··· Records for the exercise ···

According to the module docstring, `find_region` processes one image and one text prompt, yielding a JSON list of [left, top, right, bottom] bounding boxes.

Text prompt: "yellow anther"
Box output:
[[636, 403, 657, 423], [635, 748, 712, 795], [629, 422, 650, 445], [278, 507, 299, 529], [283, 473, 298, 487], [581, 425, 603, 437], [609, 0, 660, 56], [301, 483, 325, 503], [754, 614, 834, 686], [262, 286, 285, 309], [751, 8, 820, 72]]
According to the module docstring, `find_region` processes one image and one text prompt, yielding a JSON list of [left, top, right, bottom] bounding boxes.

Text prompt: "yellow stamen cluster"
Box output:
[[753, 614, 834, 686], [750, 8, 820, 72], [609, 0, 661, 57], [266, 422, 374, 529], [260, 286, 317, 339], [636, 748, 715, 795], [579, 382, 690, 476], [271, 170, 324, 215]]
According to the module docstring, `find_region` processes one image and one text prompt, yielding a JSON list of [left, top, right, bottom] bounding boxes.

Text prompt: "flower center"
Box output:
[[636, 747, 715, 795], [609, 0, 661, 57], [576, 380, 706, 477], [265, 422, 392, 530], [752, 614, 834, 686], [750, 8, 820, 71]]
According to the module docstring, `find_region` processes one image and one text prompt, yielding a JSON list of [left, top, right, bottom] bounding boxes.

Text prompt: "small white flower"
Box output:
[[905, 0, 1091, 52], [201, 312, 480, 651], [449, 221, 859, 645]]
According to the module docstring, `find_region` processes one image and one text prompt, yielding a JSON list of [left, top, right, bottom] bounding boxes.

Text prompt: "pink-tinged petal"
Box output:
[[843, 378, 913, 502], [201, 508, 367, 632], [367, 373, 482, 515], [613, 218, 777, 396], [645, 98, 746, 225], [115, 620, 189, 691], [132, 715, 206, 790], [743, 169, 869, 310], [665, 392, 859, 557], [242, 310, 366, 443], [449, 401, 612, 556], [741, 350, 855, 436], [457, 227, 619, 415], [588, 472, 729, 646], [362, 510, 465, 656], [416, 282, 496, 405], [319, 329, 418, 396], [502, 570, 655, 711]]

···

Line by line, retype the records with no changes.

According to the module docstring, `find_region` processes one image and one text prompt, yielding a JSON list of [left, top, right, bottom] bounding boxes.

Text prompt: "yellow anther"
Box output:
[[636, 403, 657, 423], [635, 748, 712, 795], [629, 422, 650, 445], [278, 507, 299, 529], [283, 473, 298, 487], [581, 425, 603, 437], [609, 0, 660, 56], [301, 483, 325, 503], [754, 614, 834, 686], [262, 286, 285, 309], [751, 8, 820, 72]]
According to the module docstring, `find_region` processes one image and one text prompt, yielding a JSON list of [left, top, right, bottom] bounding boxes.

Text prompt: "yellow stamen cluster"
Box output:
[[753, 614, 834, 686], [750, 8, 820, 72], [609, 0, 661, 57], [266, 422, 374, 529], [260, 286, 317, 339], [636, 748, 715, 795], [579, 382, 690, 476], [271, 170, 324, 215]]
According to the module docstring, `find_region` processes one image and one text prompt, yielding a JSON list of [left, top, right, bottom] bounding boxes.

Text prompt: "flower center"
Box output:
[[636, 747, 715, 795], [609, 0, 661, 57], [576, 380, 706, 477], [265, 422, 392, 530], [752, 614, 834, 686], [750, 8, 820, 71]]
According to the module docstring, `find_region` processes one image and one text prompt, yielding a JSON list of [left, top, right, bottom] bounding boxes.

Text prompt: "small white flower"
Box output:
[[905, 0, 1091, 52], [201, 312, 480, 651], [449, 221, 859, 645]]
According to the module docstring, `find_region` processes one image and one text prompt, yielding a JSON list of [left, top, right, bottom] bounding boxes.

Text prompt: "pink-tinged petal"
Box output:
[[843, 378, 913, 502], [201, 508, 367, 632], [367, 373, 482, 515], [613, 218, 777, 396], [645, 98, 746, 225], [115, 620, 189, 691], [132, 715, 206, 790], [743, 169, 869, 310], [665, 392, 859, 557], [242, 310, 366, 443], [449, 401, 612, 556], [741, 350, 855, 436], [457, 227, 619, 415], [588, 472, 729, 646], [362, 510, 465, 656], [416, 282, 496, 405], [319, 329, 418, 396], [502, 570, 655, 711]]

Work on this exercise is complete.